(作業内容)
1. 引用文の注によると、地域包括ケア構想で包括的に確保されるものは何ですか？すべて挙げてください。
2. 引用文の「国民の4人に1人が75歳以上」から「括的に確保されるという考え。」まで（その語句も含む）を、「山科区」を「京都市山科区」に差し替えて書き直してください。
3. 地域医療がテーマの院長対談の引用文を、最後の文の後から書き継いでください。
[引用文]
院長対談 愛生会山科病院+洛和会音羽病院 顔の見える関係が地域医療を守る

院長対談 愛生会山科病院+洛和会音羽病院 顔の見える関係が地域医療を守る

国民の4人に1人が75歳以上になるといわれる2025年。誰もが住み慣れた地域で自立した生活を送るためには、地域包括ケア構想※1に沿った切れ目のない医療・介護サービスが必要です。今回は山科区における「地域医療」をテーマに愛生会山科病院洛和会音羽病院の両院長が対談しました。

※1 地域包括ケア構想医療や介護が必要な状態になっても、可能な限り、住み慣れた地域でその有する能力に応じ自立した生活を続けることができるよう、医療・介護・予防・住まい・生活支援が包括的に確保されるという考え。
[/引用文]
[資料の抜粋]
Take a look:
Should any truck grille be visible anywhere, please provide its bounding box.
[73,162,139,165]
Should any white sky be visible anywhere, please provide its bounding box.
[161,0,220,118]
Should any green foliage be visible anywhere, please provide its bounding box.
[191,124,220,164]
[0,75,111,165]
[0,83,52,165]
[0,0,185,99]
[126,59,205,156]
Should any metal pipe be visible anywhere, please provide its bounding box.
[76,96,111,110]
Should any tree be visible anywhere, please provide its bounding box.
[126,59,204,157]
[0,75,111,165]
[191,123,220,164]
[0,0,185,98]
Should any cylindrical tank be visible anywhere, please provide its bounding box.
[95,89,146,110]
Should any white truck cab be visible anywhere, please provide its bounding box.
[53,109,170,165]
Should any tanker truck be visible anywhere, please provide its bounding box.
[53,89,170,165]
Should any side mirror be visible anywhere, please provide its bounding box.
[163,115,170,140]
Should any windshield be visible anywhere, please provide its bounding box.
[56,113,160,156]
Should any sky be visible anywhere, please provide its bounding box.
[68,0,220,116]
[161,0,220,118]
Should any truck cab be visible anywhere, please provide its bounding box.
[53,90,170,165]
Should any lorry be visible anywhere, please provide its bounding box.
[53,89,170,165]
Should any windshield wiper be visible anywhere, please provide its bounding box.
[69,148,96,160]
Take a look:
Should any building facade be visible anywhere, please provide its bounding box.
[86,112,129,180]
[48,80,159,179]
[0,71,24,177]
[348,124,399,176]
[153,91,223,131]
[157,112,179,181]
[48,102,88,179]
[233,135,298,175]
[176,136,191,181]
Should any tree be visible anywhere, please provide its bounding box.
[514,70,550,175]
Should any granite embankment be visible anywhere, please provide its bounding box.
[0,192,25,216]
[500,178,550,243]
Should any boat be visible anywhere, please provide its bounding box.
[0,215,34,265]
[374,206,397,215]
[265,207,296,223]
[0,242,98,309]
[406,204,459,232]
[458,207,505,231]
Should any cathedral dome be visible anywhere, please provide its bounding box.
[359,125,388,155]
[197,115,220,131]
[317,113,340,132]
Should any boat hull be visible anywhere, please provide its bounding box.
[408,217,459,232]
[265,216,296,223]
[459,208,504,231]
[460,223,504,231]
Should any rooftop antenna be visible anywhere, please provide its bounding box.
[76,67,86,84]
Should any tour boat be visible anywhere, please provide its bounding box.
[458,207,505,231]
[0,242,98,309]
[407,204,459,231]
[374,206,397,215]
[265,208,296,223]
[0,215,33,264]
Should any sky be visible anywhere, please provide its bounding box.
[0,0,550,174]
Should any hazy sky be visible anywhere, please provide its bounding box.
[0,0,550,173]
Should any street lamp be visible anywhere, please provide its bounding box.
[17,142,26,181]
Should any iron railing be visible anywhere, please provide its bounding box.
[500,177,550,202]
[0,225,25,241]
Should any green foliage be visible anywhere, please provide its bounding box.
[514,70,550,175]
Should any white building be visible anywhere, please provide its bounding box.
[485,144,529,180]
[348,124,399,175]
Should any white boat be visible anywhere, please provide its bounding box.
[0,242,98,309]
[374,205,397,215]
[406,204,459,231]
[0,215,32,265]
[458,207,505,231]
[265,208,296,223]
[/資料の抜粋]
(各作業の解答)
1. 医療、介護、予防、住まい、生活支援

2.
国民の4人に1人が75歳以上になるといわれる2025年。誰もが住み慣れた地域で自立した生活を送るためには、地域包括ケア構想※1に沿った切れ目のない医療・介護サービスが必要です。今回は京都市山科区における「地域医療」をテーマに愛生会山科病院洛和会音羽病院の両院長が対談しました。

※1 地域包括ケア構想医療や介護が必要な状態になっても、可能な限り、住み慣れた地域でその有する能力に応じ自立した生活を続けることができるよう、医療・介護・予防・住まい・生活支援が包括的に確保されるという考え。

3.
愛生会山科病院 院長
兼子 裕人先生
京都府立医科大学医学部 卒業。
専門領域は内科、血液内科。
2021年に愛生会山科病院 院長に就任。


洛和会音羽病院 院長
神谷 亨
名古屋大学医学部 卒業。
専門領域は内科、感染症科。
2021年に洛和会音羽病院 院長に就任。


<インタビュワー>
洛和会音羽病院 医療介護サービスセンター 顧問
吉村正人
岐阜薬科大学卒、三共株式会社(現・第一三共株式会社)入社。医療連携・診療報酬関連業務に従事。2023年洛和会音羽病院 医療介護サービスセンターに入職。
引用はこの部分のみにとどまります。